EXERCISE OBJECTIVE:
Your job is to write out each record precisely as it stands.

┌─ RECORDS FOR THIS TASK

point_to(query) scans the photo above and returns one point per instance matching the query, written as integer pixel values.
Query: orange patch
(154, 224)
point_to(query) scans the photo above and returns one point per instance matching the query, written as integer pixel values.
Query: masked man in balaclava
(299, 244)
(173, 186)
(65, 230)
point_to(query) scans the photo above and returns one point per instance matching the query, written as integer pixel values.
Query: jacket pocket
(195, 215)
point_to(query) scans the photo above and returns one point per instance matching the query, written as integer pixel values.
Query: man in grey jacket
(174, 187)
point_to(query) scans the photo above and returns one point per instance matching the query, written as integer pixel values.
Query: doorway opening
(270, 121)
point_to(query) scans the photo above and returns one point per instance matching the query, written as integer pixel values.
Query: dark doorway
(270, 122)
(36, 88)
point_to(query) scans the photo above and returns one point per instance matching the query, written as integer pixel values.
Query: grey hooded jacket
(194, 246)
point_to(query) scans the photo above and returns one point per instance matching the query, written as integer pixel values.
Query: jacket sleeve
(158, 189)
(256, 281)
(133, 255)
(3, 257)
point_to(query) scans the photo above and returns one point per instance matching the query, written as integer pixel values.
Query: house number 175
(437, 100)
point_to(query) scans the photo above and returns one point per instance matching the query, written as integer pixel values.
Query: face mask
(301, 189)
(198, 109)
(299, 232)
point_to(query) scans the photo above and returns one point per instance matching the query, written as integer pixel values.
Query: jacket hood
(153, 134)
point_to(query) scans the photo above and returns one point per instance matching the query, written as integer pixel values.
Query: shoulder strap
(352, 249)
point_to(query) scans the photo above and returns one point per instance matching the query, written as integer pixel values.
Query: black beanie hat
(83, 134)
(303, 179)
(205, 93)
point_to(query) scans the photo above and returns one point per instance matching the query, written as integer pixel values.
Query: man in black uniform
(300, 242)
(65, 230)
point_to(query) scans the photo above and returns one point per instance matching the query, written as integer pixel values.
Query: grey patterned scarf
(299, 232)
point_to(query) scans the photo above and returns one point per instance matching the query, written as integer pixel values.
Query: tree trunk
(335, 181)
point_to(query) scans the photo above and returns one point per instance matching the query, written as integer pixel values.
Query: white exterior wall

└─

SOLUTION TO THIS EXERCISE:
point_to(query) scans the photo above and returns one point per instance matching the query, written as integer pixel values.
Query: orange patch
(154, 224)
point_to(query) scans the photo above and returns one point per instance matching the query, written as integer pixel values.
Query: masked man in balaclava
(299, 244)
(173, 186)
(65, 230)
point_to(query) scans the photo above and returns one point per instance matching the query, written as integer pixel values.
Query: jacket pocket
(195, 215)
point_to(query) scans the photo above and returns one point per instance matching the query, written as integer pixel values.
Query: man in grey jacket
(174, 187)
point_to(query) scans the photo above and returns one point per instance matching the query, written as integer pixel values.
Query: doorway opening
(270, 121)
point_to(query) scans the photo above and returns one point per instance matching the query, written as integer pixel values.
Query: dark doorway
(270, 122)
(36, 88)
point_to(query) scans the photo above and returns one point per instance matching the query, written as integer pixel values.
Query: grey hooded jacket
(194, 246)
point_to(query) scans the photo above and returns one point per instance matching the query, written as integer pixel values.
Query: jacket sleeve
(158, 189)
(256, 281)
(133, 255)
(3, 257)
point_to(query) scans the photo above and returns one point per instance matching the query, written as integer pixel values.
Query: house number 175
(437, 100)
point_to(query) scans the photo above and returns one point per instance matching the query, written as integer pixel values.
Query: face mask
(301, 189)
(198, 109)
(299, 232)
point_to(query) scans the photo above and returns one point per instance matching the query, written as integer pixel values.
Query: jacket hood
(153, 134)
point_to(query) scans the photo above and returns one point per instance matching the query, written as integer pixel values.
Query: shoulder strap
(352, 249)
point_to(query) scans the photo above and returns one point per instance matching the query, written as integer pixel values.
Query: black beanie hat
(83, 134)
(303, 179)
(205, 93)
point_to(query) scans the photo above and returns one point per instance matching the query, written as integer pixel values.
Query: man in black uniform
(300, 242)
(65, 230)
point_to(query) scans the photo above and returns one point per instance matching the query, written as integer pixel values.
Query: grey patterned scarf
(299, 232)
point_to(query) scans the photo above and returns one point per instance matching the query, written as integer pixel values.
Query: tree trunk
(335, 181)
point_to(query) scans the photo above and returns one point per instance matching the query, written as integer pixel values.
Query: white exterior wall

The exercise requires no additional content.